Record excerpts =
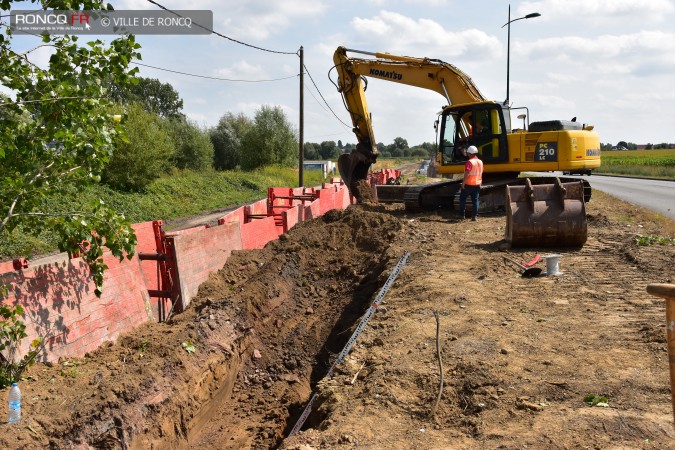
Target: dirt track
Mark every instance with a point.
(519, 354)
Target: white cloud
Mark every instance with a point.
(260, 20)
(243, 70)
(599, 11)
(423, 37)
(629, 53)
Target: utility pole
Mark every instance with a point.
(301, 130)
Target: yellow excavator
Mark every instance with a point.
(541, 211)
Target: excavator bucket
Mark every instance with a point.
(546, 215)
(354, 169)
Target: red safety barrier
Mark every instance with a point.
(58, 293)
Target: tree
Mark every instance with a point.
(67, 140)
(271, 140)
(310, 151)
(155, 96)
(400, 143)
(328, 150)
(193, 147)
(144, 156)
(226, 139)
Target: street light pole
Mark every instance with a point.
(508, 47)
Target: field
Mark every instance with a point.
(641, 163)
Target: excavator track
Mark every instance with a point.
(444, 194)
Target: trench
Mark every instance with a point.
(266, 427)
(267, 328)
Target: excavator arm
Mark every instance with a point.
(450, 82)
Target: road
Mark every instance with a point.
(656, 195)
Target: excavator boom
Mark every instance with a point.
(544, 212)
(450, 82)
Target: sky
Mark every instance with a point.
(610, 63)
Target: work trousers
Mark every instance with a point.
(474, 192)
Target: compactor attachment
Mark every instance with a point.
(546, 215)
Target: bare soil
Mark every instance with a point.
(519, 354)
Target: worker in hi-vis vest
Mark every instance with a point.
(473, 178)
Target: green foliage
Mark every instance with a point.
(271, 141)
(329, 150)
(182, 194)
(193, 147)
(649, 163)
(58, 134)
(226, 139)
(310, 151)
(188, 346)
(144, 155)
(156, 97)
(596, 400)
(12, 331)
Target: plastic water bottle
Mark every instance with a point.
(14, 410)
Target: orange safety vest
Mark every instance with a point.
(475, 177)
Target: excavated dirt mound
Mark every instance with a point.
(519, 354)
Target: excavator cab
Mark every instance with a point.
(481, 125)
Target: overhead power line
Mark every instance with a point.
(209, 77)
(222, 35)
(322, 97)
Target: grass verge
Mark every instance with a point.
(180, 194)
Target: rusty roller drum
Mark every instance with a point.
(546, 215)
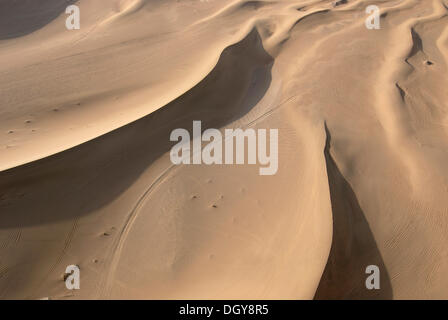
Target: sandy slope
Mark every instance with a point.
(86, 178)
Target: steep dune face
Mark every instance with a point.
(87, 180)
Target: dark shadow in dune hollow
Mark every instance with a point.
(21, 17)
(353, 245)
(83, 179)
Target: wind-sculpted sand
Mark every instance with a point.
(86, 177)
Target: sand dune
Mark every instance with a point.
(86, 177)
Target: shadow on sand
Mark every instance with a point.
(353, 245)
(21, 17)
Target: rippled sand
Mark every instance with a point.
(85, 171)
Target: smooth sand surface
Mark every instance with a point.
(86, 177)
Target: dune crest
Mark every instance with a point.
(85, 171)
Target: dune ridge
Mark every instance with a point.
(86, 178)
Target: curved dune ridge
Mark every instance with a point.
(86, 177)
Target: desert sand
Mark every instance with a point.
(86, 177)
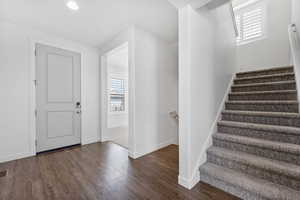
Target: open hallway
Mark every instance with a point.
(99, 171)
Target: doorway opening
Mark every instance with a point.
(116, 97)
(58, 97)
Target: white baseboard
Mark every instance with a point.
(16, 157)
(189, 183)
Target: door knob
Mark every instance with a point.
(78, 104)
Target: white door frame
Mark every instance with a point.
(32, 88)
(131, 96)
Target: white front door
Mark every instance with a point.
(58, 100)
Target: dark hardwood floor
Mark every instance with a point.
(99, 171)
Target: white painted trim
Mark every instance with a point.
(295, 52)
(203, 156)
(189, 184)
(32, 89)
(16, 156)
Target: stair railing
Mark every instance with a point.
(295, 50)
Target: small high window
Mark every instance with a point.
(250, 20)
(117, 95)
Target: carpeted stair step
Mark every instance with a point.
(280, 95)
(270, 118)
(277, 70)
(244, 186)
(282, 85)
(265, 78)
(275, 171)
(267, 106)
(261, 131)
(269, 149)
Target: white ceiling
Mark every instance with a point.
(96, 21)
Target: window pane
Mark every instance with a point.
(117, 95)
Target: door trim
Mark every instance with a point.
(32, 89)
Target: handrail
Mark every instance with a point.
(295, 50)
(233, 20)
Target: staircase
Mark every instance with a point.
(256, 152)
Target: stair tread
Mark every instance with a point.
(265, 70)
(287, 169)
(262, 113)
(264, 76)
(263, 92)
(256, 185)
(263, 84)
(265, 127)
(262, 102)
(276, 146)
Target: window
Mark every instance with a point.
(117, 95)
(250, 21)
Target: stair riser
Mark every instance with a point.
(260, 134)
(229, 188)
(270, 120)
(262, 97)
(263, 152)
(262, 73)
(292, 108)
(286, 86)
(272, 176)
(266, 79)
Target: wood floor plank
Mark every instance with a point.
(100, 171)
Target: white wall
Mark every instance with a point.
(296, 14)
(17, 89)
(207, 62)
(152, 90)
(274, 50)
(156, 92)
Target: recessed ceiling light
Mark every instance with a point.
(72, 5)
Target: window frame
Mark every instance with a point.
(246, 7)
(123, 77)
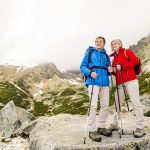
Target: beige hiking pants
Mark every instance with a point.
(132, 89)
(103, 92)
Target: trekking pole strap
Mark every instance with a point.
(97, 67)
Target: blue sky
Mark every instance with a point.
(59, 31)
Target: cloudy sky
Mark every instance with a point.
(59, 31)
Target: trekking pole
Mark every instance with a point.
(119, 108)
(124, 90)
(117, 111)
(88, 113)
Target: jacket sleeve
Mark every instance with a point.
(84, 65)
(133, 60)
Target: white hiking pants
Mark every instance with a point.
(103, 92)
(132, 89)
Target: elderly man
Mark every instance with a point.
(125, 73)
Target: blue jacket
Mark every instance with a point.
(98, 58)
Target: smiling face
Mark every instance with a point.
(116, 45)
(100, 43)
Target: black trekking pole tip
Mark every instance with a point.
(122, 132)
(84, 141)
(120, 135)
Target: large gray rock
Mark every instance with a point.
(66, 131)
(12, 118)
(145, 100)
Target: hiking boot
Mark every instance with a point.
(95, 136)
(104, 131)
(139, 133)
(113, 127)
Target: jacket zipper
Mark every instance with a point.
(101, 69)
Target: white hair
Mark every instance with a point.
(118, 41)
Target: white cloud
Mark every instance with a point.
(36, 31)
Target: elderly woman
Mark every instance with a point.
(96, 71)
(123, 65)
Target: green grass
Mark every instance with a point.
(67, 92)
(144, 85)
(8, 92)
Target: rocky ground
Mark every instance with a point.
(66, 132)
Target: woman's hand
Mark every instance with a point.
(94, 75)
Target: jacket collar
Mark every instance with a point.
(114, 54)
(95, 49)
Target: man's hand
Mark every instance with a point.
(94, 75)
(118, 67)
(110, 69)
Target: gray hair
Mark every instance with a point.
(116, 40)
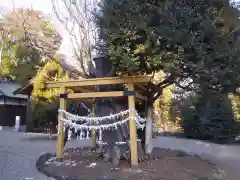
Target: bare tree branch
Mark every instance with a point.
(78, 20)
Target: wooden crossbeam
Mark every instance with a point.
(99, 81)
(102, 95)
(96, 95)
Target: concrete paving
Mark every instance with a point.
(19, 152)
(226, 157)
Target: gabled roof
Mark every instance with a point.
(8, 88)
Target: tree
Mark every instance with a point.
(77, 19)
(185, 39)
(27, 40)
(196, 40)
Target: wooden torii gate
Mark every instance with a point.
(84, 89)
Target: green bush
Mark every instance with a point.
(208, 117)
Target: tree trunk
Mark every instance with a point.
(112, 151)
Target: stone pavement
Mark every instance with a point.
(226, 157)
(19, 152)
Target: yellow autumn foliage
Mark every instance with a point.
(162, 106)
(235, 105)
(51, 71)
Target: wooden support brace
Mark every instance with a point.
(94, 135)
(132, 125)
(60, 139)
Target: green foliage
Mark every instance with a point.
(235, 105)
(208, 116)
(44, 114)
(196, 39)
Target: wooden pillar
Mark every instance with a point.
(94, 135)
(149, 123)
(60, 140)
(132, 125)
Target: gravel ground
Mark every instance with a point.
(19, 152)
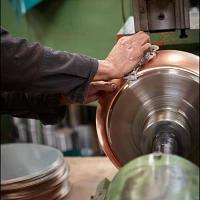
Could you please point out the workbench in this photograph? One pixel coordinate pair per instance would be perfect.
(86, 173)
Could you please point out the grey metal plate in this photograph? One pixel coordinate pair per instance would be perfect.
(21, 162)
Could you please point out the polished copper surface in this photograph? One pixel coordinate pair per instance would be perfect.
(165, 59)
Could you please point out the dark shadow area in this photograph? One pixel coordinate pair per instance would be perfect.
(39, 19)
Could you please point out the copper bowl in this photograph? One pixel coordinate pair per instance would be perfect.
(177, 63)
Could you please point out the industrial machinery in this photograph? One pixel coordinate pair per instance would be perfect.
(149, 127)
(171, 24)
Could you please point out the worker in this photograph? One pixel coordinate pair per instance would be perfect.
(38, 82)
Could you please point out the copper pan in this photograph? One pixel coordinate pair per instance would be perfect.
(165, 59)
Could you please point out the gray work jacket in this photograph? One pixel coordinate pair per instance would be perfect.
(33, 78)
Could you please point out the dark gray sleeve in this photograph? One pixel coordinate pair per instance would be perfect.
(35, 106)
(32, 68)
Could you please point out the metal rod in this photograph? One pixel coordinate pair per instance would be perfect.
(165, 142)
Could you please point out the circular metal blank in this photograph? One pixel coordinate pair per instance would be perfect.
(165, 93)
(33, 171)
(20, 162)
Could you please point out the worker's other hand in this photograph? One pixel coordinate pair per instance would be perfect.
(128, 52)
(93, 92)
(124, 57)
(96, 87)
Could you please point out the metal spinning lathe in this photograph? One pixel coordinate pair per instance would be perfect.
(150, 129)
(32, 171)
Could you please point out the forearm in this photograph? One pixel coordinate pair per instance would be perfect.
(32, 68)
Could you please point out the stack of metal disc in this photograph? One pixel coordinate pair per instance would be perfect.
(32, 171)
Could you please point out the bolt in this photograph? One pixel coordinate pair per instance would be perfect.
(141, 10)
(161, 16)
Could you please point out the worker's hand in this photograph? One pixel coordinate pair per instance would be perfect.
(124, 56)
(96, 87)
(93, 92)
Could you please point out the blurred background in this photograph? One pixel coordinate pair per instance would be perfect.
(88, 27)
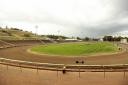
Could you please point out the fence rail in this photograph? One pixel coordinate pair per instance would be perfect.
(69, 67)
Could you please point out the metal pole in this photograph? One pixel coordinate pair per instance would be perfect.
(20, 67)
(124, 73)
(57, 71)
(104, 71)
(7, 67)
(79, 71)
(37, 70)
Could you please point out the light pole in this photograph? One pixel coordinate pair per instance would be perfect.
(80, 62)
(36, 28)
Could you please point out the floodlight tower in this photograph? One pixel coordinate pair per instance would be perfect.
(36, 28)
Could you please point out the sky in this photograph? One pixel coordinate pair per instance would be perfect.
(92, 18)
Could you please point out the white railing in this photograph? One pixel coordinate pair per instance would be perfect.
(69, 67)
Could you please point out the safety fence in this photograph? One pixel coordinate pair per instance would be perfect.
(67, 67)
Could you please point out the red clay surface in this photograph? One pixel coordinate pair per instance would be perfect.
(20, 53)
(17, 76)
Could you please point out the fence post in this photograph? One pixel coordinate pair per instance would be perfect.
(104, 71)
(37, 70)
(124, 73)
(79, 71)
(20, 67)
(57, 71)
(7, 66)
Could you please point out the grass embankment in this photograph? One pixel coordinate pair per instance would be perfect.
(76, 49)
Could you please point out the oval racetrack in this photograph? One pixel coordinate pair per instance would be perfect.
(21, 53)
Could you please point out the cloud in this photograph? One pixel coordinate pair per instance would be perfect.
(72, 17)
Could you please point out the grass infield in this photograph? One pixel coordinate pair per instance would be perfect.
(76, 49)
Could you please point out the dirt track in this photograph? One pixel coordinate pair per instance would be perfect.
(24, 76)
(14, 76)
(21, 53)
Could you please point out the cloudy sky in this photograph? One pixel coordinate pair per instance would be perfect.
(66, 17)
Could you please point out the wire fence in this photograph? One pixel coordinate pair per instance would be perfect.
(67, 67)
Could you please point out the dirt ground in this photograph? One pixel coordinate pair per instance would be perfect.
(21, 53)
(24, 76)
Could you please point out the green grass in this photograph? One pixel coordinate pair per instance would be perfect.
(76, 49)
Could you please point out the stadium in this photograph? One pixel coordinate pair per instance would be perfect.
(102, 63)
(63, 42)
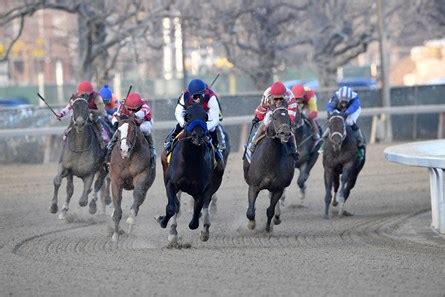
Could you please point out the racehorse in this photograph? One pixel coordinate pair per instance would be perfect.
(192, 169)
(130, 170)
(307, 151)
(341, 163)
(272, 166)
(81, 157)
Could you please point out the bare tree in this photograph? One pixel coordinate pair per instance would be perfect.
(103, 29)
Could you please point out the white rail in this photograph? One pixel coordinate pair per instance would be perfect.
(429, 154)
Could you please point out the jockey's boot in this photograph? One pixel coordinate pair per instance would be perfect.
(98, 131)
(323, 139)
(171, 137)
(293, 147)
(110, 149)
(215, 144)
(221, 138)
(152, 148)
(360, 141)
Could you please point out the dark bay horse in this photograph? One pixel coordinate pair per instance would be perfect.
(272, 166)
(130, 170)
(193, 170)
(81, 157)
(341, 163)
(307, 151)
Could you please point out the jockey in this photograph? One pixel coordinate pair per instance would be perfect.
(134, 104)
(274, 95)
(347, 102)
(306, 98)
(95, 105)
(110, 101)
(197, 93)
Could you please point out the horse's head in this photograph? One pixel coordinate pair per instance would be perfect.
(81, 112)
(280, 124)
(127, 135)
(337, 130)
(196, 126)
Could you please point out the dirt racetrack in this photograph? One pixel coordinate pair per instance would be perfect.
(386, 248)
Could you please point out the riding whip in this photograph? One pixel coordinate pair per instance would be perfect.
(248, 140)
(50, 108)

What to produce = Determine which lines above include the word "hiking", and report those lines in full.

Answer space =
Target: beige hiking pants
Target: white hiking pants
Target: hiking boot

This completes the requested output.